What you will do: In the entries, find all lines that hold the word "point" and copy them.

---*---

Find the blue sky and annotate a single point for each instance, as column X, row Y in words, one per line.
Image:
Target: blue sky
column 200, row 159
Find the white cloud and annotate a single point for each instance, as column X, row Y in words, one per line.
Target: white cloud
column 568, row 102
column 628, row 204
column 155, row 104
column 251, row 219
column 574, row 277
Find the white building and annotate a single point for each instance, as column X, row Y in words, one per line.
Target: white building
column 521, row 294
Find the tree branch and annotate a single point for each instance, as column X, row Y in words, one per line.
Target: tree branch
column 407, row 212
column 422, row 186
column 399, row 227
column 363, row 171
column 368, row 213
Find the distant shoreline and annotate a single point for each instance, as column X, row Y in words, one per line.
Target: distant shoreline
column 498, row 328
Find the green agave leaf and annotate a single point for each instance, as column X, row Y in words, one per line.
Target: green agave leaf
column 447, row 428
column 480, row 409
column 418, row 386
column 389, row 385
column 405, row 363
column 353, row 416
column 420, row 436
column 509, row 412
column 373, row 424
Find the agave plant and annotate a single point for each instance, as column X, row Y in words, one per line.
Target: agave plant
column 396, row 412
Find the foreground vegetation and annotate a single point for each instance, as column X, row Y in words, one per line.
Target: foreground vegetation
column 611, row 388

---*---

Output below:
Find the blue sky and annotate a single point for each instance, as column X, row Y in words, one per line.
Find the white cloud and annotate a single point for each instance, as column X, row Y in words, one per line.
Find the white building and annotate a single point for each instance, as column X, row Y in words, one per line.
Find the tree branch and annotate a single point for each instance, as column X, row Y in words, one per line.
Find the distant shoreline and annotate a single point for each instance, as column X, row Y in words, one per line.
Find the green agave leaf and annotate a single point for each instance, as column X, row Y in words, one per line.
Find the agave plant and annotate a single point for each instance, as column X, row Y in words, one per line.
Find the foreground vegetation and annotate a single point for each instance, as column X, row Y in words, one per line.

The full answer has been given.